* _Exercise directions_:
In the items below, copy out everything from the line containing "Each <instance> block asks" down to the line containing "box: [344, 713, 1431, 772]", with both of those lines included. Reproduce each line word for word and character for character.

[Collection entries]

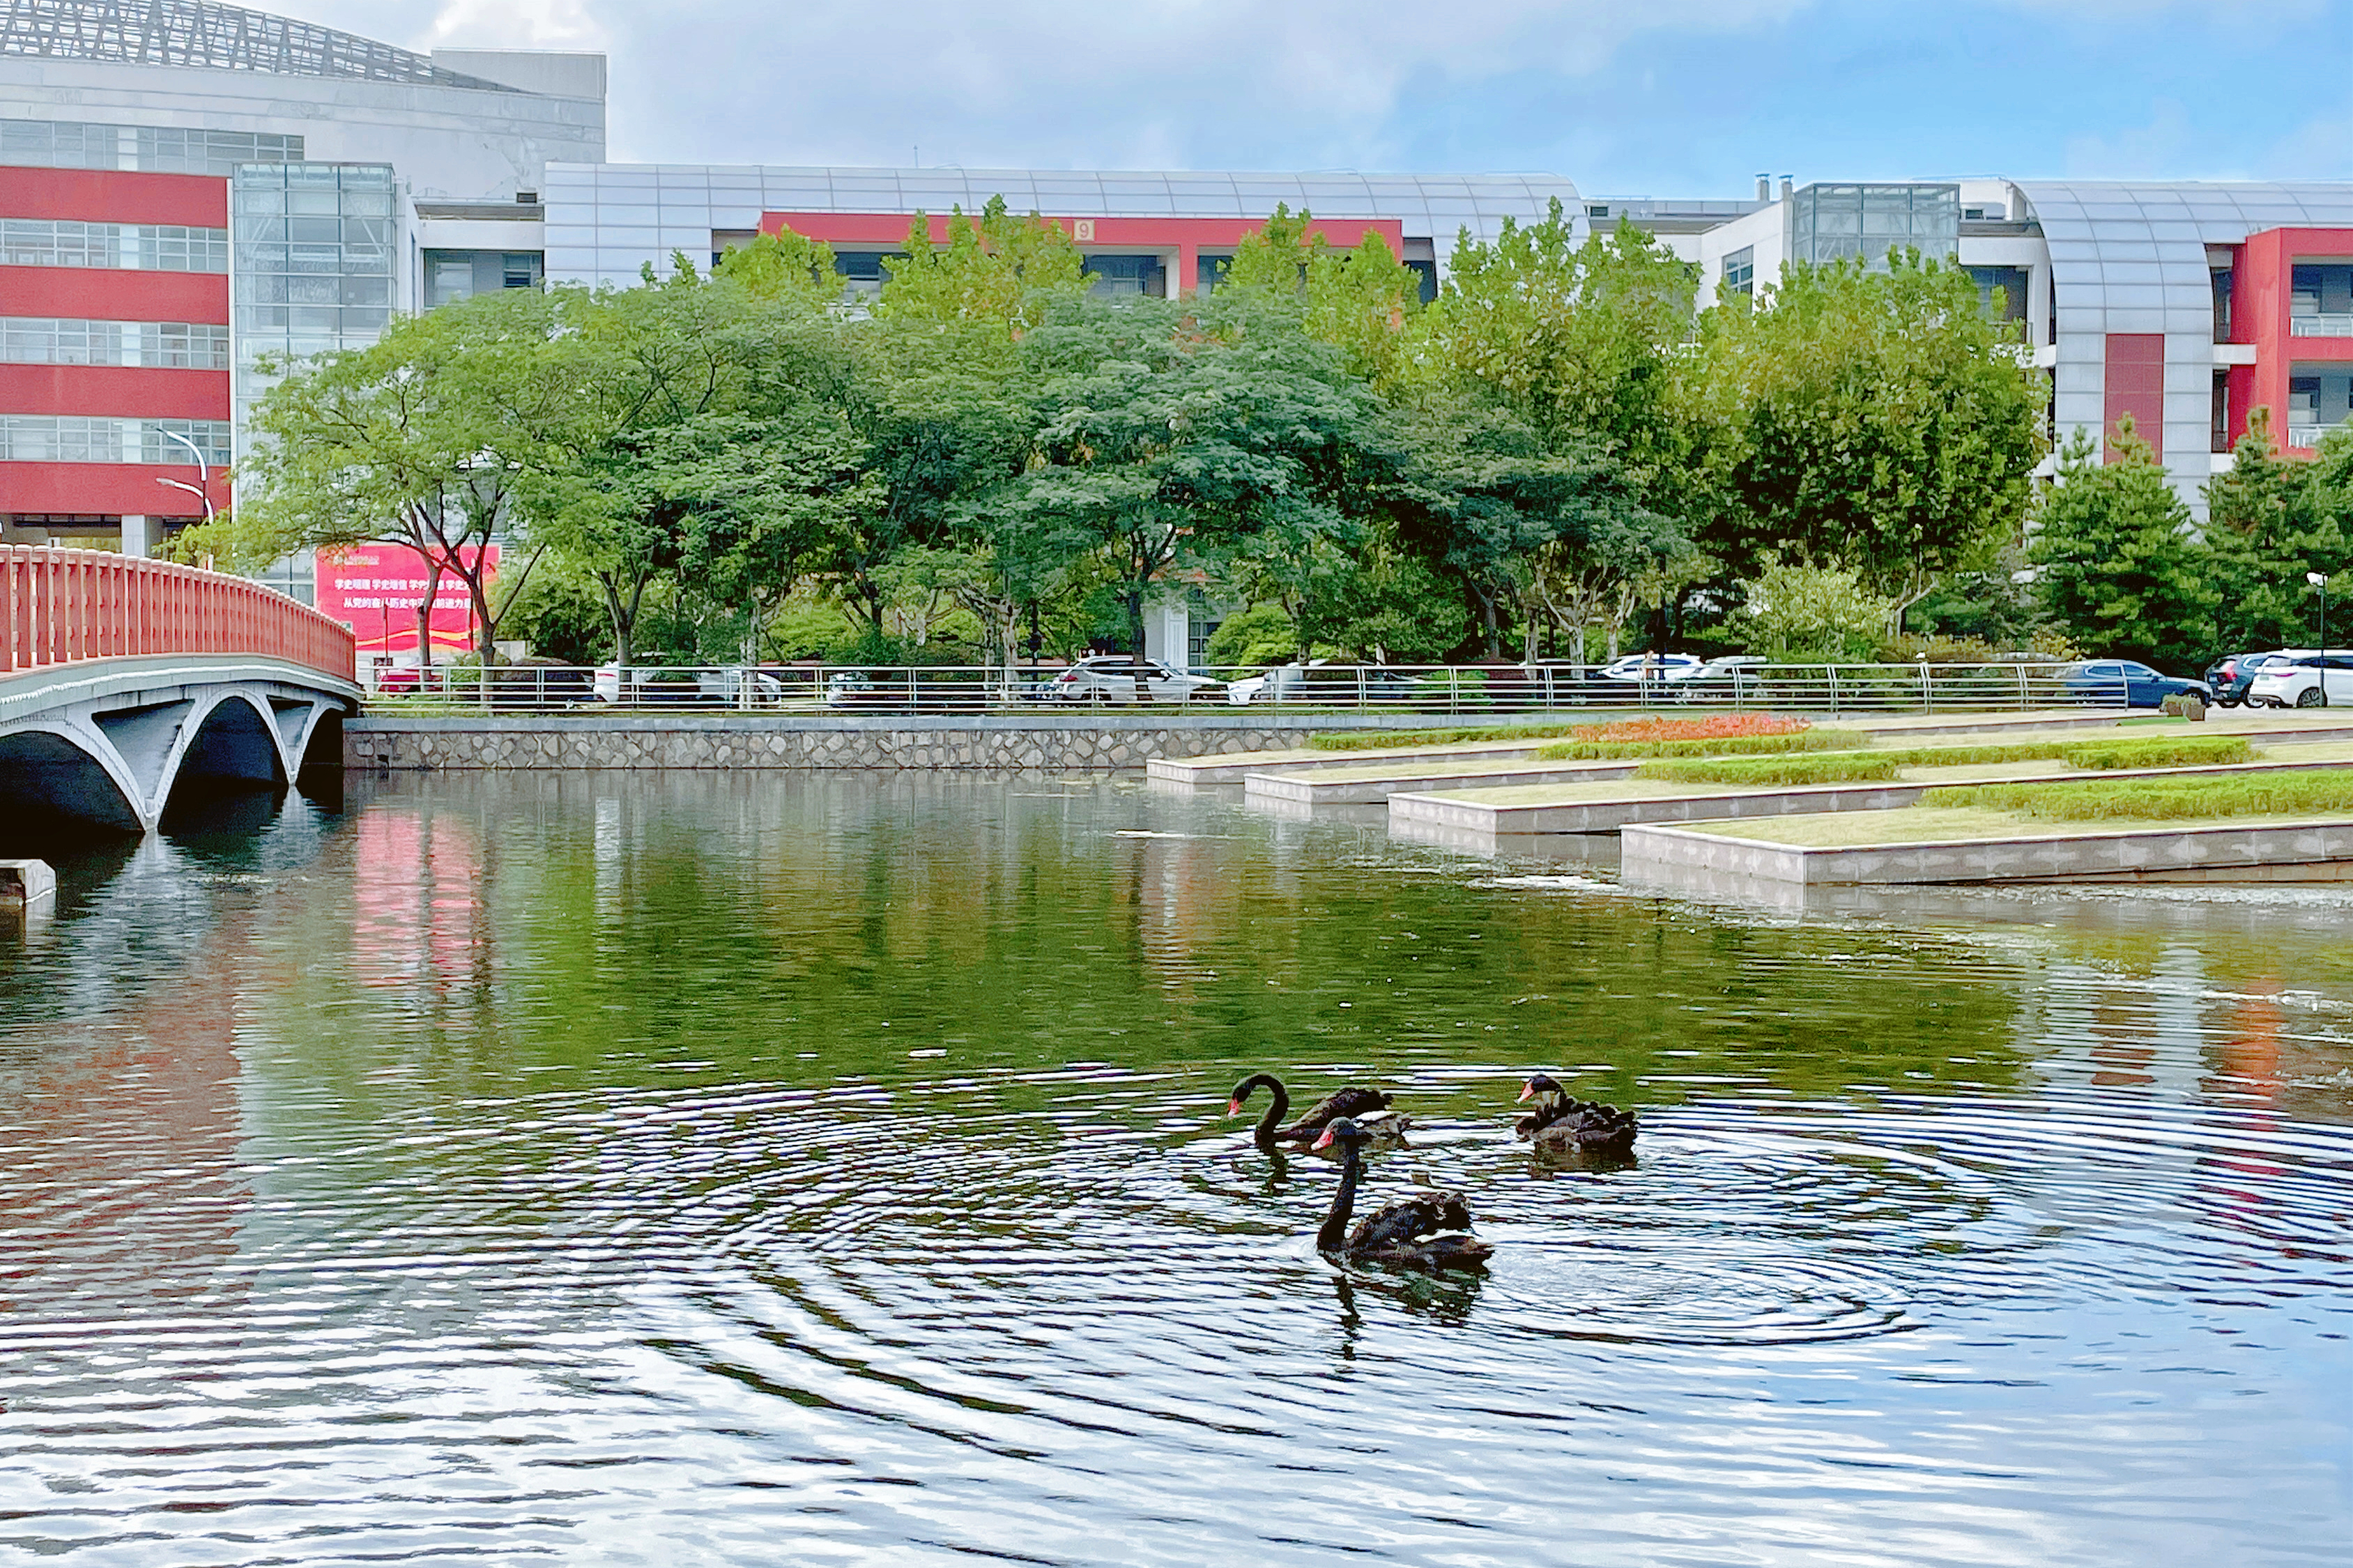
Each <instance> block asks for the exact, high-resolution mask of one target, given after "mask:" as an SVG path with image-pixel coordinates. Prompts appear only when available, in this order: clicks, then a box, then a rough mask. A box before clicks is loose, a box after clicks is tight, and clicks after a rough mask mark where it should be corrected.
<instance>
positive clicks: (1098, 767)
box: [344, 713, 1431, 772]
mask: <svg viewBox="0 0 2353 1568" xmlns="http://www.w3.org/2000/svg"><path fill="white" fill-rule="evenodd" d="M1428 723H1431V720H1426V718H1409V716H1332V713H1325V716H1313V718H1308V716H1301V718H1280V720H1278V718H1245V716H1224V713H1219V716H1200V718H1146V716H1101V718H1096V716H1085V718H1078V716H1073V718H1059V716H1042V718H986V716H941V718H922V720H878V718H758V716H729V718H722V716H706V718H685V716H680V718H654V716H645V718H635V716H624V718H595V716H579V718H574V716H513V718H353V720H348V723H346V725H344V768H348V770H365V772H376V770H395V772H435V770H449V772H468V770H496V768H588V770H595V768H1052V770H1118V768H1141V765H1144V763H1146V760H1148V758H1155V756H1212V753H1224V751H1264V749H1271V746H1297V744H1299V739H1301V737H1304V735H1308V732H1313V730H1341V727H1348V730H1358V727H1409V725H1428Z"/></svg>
...
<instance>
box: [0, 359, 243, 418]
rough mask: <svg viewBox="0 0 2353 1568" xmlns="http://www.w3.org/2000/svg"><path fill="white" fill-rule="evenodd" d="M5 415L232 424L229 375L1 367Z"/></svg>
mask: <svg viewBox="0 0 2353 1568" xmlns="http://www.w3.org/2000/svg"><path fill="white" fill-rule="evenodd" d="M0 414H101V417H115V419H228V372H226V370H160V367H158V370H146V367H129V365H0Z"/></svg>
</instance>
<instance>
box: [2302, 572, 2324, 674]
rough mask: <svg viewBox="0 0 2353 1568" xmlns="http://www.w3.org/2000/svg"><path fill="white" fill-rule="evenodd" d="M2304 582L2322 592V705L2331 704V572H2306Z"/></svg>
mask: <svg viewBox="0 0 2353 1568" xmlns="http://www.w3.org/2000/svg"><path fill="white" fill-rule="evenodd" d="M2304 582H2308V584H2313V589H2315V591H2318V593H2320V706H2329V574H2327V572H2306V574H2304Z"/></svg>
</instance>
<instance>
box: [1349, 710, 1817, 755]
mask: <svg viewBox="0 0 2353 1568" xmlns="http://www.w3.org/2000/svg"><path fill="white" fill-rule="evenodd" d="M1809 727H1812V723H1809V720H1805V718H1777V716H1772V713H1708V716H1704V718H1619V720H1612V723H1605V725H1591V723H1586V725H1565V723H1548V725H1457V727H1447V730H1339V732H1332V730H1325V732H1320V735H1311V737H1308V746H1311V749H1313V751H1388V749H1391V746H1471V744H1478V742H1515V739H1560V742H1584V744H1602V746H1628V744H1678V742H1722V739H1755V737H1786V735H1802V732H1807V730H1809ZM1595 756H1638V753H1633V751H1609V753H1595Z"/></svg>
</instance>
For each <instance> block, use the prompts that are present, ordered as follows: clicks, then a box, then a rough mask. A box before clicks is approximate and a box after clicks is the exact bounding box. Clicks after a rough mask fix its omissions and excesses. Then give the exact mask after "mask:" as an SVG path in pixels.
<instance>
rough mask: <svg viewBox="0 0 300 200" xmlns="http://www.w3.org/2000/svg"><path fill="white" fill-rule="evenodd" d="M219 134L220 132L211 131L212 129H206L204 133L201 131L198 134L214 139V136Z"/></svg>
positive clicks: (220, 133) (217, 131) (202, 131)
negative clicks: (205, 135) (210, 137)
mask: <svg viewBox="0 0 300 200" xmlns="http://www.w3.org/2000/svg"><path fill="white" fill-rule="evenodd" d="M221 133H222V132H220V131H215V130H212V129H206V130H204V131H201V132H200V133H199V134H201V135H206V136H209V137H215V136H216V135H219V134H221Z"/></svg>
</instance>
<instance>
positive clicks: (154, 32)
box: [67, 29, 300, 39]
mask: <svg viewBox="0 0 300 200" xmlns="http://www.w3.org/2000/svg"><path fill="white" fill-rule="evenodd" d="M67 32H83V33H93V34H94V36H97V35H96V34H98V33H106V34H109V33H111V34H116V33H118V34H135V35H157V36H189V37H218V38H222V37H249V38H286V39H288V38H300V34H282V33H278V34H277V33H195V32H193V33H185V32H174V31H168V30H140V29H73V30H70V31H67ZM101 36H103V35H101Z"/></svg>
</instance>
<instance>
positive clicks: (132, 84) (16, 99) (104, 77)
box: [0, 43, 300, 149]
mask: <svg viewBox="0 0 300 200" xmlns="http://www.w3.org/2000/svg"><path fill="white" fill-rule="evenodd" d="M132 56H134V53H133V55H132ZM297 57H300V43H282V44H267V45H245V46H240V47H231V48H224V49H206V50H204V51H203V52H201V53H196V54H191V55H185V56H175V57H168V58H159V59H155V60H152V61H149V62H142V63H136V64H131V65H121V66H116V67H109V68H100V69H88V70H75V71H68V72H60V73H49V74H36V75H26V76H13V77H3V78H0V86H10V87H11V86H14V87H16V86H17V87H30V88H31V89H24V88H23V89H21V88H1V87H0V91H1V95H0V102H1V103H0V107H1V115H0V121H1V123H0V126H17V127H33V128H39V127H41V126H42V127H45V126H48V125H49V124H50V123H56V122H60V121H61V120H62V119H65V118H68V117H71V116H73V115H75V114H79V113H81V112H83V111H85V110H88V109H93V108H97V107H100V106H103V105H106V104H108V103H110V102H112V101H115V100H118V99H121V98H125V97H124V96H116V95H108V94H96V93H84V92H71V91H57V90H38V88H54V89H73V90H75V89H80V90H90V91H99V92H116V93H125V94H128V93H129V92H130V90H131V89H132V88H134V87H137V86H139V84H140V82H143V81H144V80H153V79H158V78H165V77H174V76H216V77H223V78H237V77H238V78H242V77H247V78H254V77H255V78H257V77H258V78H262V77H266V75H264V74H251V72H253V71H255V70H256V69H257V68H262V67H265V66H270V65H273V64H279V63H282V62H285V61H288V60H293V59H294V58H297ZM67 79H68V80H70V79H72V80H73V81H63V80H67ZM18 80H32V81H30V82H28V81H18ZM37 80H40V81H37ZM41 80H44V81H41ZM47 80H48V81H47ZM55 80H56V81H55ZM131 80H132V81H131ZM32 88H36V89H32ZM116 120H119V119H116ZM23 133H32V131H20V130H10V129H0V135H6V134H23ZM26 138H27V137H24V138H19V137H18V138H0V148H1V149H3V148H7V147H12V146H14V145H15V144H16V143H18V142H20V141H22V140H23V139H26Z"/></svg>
---
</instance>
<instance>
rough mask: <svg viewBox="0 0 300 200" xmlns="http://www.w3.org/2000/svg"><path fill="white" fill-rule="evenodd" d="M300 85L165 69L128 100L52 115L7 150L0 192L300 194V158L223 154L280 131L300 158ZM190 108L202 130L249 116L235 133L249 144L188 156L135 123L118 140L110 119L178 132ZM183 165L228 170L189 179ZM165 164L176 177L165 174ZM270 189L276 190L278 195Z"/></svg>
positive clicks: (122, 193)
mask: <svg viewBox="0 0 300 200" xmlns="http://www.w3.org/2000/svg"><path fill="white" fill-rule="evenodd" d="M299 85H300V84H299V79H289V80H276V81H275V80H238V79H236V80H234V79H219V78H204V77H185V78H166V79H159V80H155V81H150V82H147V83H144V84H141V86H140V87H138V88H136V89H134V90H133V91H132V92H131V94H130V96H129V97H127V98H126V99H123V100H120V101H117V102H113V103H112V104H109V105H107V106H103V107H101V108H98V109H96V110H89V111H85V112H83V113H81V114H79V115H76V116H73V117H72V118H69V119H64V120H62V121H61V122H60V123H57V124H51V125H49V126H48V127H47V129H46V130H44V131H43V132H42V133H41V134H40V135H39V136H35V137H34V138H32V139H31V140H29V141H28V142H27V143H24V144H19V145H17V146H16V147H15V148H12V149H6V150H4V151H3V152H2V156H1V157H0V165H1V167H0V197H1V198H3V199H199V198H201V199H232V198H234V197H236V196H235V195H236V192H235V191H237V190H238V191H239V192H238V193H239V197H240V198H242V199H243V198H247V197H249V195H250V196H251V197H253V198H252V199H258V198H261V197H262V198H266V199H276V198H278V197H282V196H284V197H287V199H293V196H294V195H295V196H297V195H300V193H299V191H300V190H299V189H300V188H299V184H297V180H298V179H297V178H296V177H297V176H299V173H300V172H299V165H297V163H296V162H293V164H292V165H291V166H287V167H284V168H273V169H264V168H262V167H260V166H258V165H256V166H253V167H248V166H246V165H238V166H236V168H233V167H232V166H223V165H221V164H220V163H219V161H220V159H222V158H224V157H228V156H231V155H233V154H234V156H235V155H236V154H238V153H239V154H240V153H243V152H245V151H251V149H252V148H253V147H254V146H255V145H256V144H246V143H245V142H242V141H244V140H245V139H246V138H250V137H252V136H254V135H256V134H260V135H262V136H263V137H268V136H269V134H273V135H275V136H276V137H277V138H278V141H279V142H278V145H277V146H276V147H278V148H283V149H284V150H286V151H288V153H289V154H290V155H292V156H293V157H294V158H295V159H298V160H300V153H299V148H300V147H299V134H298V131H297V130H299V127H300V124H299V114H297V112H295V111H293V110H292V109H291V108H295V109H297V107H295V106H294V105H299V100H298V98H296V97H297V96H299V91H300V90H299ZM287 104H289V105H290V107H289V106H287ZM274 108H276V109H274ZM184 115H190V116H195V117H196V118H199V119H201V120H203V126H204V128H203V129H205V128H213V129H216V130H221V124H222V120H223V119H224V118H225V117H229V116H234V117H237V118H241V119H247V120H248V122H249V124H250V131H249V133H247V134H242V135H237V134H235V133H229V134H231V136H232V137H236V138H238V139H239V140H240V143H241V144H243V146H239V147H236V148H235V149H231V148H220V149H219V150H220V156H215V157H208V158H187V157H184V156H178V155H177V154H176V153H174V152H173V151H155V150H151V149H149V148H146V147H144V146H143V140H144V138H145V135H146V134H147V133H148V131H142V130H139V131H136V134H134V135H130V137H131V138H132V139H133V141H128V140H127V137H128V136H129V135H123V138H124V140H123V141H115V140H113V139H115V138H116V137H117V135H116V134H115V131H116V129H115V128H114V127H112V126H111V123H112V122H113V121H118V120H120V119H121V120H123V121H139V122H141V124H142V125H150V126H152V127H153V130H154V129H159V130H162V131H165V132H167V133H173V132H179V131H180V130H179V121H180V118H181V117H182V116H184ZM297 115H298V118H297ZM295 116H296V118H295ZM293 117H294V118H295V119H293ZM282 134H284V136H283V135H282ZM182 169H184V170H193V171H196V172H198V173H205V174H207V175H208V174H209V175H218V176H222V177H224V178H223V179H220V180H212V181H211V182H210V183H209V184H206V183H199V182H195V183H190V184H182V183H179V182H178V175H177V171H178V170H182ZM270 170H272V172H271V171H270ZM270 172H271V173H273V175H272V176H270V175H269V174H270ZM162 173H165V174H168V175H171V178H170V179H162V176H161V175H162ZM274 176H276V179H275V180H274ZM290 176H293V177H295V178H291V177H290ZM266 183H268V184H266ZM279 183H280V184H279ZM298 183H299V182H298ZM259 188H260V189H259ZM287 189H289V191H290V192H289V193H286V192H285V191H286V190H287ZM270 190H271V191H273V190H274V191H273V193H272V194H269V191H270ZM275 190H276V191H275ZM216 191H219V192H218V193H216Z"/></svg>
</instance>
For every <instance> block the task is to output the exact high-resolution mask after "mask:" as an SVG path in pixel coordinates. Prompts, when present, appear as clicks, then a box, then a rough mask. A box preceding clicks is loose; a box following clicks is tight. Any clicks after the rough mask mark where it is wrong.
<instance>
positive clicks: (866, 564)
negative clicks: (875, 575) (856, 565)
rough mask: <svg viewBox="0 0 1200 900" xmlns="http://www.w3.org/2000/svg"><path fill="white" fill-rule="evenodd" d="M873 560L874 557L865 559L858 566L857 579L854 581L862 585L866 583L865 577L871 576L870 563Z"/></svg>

* _Output of the task_:
Each <instance> block asks for the exact, high-resolution mask of one target, given after "mask:" as an SVG path with image-pixel coordinates. Prompts appear only when available, in this order: clicks, then a box, then a rough mask. A box before clicks is loose, a box after clicks is tight, and clicks after a rough mask mark where it should be corrected.
<instance>
positive clicks: (1098, 767)
box: [344, 713, 1431, 772]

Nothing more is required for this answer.